The play, with its elaborate and decadent set designed by Joshua Taulbee (who also directs AND acts) draws in the audience from the first moment. Gorgeous lilac-colored walls on the set which incorporates two rooms. One is a sitting room, while the other is an “operating theater” of one Dr. Givings. What does Dr. Givings give? A certain relief (and release) to patients—mostly female—who struggle with “hysteria”.
It is the 1880s, and electricity is all the rage. Thomas Edison is the most popular man in America, and all kinds of new technology has arrived with the advent and spread of electricity in the home. Dr. Givings has a regular set of clients to whom he administers electric stimulation. This stimulation results in a “paroxysm”, thereby curing the patient of nerves and other ailments.
Dr. Givings’ main patient is Sabrina Daldry, played to neurotic perfection by Cassandra Galban. Sabrina, who suffers from sensitivity to light, cold, and certainly many more ailments, has been sent to Dr. Givings by her clueless husband (Taulbee), who has his eyes on Dr. Givings’ rambling, musically inclined, and lonely wife, Catherine.

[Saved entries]
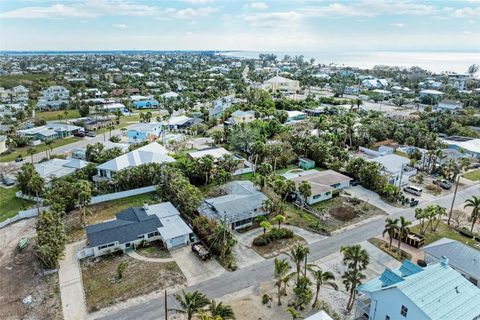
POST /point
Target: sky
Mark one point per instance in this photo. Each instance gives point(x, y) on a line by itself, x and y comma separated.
point(295, 25)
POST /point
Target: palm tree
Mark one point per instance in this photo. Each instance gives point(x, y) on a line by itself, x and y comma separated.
point(221, 311)
point(404, 230)
point(191, 303)
point(351, 280)
point(391, 226)
point(282, 274)
point(474, 202)
point(355, 257)
point(322, 278)
point(305, 190)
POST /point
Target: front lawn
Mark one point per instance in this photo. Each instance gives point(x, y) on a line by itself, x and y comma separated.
point(103, 287)
point(444, 231)
point(473, 175)
point(100, 212)
point(10, 205)
point(38, 149)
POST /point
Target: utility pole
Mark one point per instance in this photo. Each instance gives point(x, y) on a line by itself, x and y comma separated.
point(453, 200)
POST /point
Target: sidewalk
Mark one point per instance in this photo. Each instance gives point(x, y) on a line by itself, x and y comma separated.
point(70, 280)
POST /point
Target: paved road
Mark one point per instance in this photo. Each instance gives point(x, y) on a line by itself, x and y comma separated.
point(263, 271)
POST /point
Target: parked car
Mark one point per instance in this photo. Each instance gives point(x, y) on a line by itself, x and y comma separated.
point(91, 134)
point(444, 184)
point(413, 190)
point(8, 181)
point(79, 134)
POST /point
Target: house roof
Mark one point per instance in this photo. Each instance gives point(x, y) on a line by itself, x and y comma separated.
point(459, 255)
point(437, 290)
point(241, 201)
point(151, 153)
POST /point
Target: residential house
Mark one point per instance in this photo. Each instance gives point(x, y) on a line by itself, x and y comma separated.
point(57, 168)
point(436, 292)
point(278, 83)
point(135, 225)
point(139, 132)
point(323, 183)
point(452, 105)
point(151, 153)
point(462, 258)
point(55, 97)
point(396, 168)
point(241, 204)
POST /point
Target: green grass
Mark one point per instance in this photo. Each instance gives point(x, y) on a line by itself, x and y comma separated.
point(10, 205)
point(472, 175)
point(53, 115)
point(38, 149)
point(444, 231)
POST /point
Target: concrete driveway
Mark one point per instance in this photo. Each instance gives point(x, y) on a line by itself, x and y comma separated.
point(194, 269)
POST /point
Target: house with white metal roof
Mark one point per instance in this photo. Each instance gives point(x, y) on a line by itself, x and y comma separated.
point(436, 292)
point(151, 153)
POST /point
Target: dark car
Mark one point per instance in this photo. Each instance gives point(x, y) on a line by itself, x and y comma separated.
point(444, 184)
point(91, 134)
point(79, 134)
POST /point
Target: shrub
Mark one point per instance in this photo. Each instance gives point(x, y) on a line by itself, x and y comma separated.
point(465, 232)
point(421, 263)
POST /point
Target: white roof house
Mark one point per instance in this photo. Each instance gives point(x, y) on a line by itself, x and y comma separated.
point(151, 153)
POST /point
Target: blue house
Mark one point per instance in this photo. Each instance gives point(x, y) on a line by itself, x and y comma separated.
point(144, 132)
point(146, 104)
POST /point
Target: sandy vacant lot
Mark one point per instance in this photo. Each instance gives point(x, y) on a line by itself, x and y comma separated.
point(21, 276)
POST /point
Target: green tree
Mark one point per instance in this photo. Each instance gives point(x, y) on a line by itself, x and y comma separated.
point(391, 226)
point(473, 203)
point(191, 303)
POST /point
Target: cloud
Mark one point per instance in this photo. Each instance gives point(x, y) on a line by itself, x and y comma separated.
point(86, 9)
point(257, 5)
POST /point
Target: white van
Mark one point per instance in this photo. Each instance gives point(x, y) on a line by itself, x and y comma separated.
point(413, 190)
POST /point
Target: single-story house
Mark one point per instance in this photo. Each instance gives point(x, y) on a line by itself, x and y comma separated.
point(323, 183)
point(463, 258)
point(150, 131)
point(151, 153)
point(57, 168)
point(241, 204)
point(134, 225)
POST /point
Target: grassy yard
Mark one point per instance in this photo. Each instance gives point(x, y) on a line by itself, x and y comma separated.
point(101, 212)
point(10, 205)
point(53, 115)
point(444, 231)
point(472, 175)
point(38, 149)
point(103, 288)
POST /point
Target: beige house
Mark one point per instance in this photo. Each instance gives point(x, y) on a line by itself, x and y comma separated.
point(278, 83)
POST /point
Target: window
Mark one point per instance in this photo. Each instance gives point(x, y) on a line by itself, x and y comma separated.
point(404, 311)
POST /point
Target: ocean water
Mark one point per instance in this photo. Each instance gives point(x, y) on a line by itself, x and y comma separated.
point(432, 61)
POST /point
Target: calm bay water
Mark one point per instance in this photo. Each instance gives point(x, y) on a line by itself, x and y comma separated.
point(433, 61)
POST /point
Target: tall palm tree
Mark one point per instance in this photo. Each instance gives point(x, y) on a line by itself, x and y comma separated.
point(221, 311)
point(391, 226)
point(282, 274)
point(474, 203)
point(355, 257)
point(191, 303)
point(322, 278)
point(404, 230)
point(352, 279)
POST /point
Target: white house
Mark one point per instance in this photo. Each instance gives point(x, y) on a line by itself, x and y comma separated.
point(323, 183)
point(151, 153)
point(436, 292)
point(134, 225)
point(452, 105)
point(463, 258)
point(278, 83)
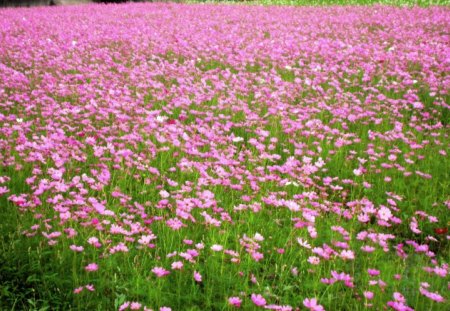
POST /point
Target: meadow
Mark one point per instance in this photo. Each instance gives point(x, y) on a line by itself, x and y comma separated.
point(221, 157)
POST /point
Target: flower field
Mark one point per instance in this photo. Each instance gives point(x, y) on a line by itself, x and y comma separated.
point(216, 157)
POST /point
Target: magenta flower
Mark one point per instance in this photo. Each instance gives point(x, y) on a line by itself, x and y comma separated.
point(91, 267)
point(258, 300)
point(312, 304)
point(235, 301)
point(160, 272)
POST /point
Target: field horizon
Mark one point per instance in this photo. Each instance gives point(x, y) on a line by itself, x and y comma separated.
point(224, 157)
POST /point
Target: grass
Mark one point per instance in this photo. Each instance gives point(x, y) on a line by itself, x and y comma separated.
point(194, 158)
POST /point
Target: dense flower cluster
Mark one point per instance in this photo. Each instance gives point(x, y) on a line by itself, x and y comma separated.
point(277, 143)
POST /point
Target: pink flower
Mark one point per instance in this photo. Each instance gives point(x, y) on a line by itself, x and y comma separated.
point(312, 304)
point(135, 306)
point(384, 213)
point(91, 267)
point(160, 272)
point(197, 276)
point(177, 265)
point(258, 300)
point(235, 301)
point(314, 260)
point(217, 248)
point(373, 272)
point(368, 295)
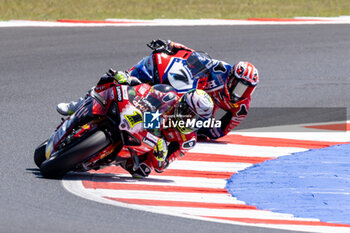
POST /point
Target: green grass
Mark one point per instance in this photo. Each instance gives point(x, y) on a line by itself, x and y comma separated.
point(151, 9)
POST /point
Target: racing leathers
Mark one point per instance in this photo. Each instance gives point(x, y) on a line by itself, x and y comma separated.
point(230, 114)
point(169, 143)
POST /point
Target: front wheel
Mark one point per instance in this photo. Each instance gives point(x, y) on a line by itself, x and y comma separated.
point(61, 163)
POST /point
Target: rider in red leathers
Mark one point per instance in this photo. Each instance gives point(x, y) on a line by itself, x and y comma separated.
point(168, 143)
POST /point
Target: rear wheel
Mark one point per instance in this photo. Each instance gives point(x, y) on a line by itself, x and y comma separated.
point(61, 163)
point(39, 154)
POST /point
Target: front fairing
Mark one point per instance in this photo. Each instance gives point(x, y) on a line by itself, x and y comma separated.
point(219, 73)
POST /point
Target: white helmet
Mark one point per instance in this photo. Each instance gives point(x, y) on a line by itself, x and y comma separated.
point(193, 105)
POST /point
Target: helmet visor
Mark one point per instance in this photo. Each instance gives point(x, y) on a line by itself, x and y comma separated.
point(239, 90)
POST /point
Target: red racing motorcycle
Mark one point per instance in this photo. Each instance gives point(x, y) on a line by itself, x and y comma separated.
point(106, 129)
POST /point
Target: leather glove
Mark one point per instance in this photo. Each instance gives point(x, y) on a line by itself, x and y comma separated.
point(161, 150)
point(159, 46)
point(119, 76)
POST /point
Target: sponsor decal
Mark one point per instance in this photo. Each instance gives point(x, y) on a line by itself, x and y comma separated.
point(152, 120)
point(152, 137)
point(189, 144)
point(134, 119)
point(125, 92)
point(119, 94)
point(149, 142)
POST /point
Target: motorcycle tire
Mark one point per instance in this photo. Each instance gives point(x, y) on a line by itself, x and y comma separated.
point(58, 165)
point(39, 154)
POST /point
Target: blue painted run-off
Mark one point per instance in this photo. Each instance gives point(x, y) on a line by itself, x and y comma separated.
point(311, 184)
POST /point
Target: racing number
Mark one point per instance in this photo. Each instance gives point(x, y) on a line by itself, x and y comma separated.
point(134, 119)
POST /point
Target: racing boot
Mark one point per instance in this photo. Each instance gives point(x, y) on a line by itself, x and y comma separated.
point(142, 171)
point(66, 109)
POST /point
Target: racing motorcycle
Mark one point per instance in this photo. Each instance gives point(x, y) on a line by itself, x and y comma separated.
point(106, 129)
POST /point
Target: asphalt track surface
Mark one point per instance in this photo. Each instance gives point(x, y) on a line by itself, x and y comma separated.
point(300, 66)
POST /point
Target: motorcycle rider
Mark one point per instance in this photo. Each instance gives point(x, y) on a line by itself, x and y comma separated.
point(230, 86)
point(170, 143)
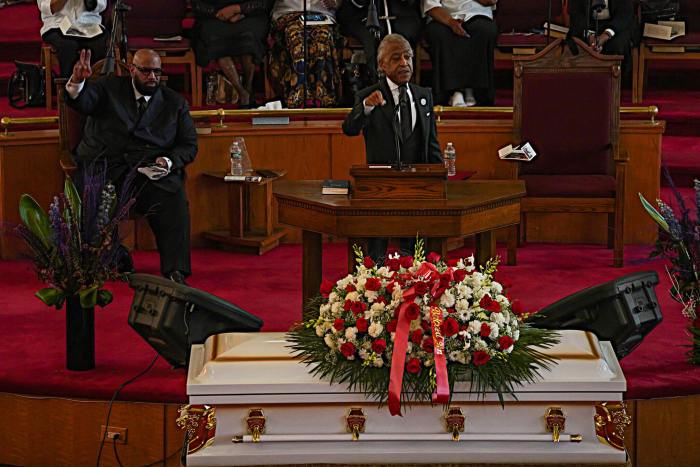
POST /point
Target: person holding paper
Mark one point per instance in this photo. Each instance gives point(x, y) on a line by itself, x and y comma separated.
point(395, 105)
point(135, 124)
point(71, 26)
point(615, 22)
point(311, 69)
point(462, 37)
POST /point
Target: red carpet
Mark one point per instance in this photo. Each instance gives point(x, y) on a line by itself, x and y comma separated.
point(32, 355)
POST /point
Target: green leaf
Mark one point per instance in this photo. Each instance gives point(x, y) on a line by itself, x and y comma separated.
point(651, 210)
point(73, 197)
point(51, 296)
point(104, 297)
point(36, 220)
point(88, 297)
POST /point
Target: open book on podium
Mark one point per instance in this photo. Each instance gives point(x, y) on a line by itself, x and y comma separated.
point(421, 181)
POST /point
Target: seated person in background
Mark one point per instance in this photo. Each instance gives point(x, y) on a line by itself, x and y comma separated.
point(402, 17)
point(84, 15)
point(286, 66)
point(134, 122)
point(462, 37)
point(373, 115)
point(615, 21)
point(228, 30)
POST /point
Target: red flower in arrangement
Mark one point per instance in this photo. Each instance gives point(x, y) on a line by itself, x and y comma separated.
point(504, 342)
point(412, 311)
point(413, 366)
point(433, 257)
point(485, 330)
point(417, 336)
point(379, 346)
point(373, 284)
point(326, 287)
point(480, 358)
point(347, 349)
point(450, 327)
point(361, 324)
point(488, 304)
point(420, 287)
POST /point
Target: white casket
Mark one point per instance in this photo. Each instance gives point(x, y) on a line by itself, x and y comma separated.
point(251, 402)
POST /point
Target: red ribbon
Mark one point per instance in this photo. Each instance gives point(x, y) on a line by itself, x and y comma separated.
point(428, 272)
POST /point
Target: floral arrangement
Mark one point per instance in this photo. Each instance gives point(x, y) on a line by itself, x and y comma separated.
point(74, 245)
point(679, 241)
point(412, 327)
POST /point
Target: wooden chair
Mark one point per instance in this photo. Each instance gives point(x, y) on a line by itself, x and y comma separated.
point(567, 106)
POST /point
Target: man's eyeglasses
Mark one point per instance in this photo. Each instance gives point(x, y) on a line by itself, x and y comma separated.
point(147, 71)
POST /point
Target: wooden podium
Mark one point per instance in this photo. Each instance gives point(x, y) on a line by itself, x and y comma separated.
point(468, 208)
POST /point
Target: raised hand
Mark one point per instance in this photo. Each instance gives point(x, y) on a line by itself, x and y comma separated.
point(82, 69)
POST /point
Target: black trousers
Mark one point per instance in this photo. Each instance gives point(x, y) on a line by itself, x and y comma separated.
point(407, 22)
point(68, 48)
point(168, 216)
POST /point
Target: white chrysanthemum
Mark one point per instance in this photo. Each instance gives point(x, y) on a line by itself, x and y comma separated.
point(375, 329)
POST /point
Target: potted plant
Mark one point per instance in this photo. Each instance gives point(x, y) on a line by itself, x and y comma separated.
point(75, 250)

*Work request 1*.
Edit the play review from the words "The play, with" through the words "and other ailments.", changing "lilac-colored" to "lavender-colored".
*Work request 2*.
According to the play review, which actor plays Sabrina Daldry?
You don't need the records.

*Reply 1*.
The play, with its elaborate and decadent set designed by Joshua Taulbee (who also directs AND acts) draws in the audience from the first moment. Gorgeous lavender-colored walls on the set which incorporates two rooms. One is a sitting room, while the other is an “operating theater” of one Dr. Givings. What does Dr. Givings give? A certain relief (and release) to patients—mostly female—who struggle with “hysteria”.
It is the 1880s, and electricity is all the rage. Thomas Edison is the most popular man in America, and all kinds of new technology has arrived with the advent and spread of electricity in the home. Dr. Givings has a regular set of clients to whom he administers electric stimulation. This stimulation results in a “paroxysm”, thereby curing the patient of nerves and other ailments.

*Reply 2*.
Cassandra Galban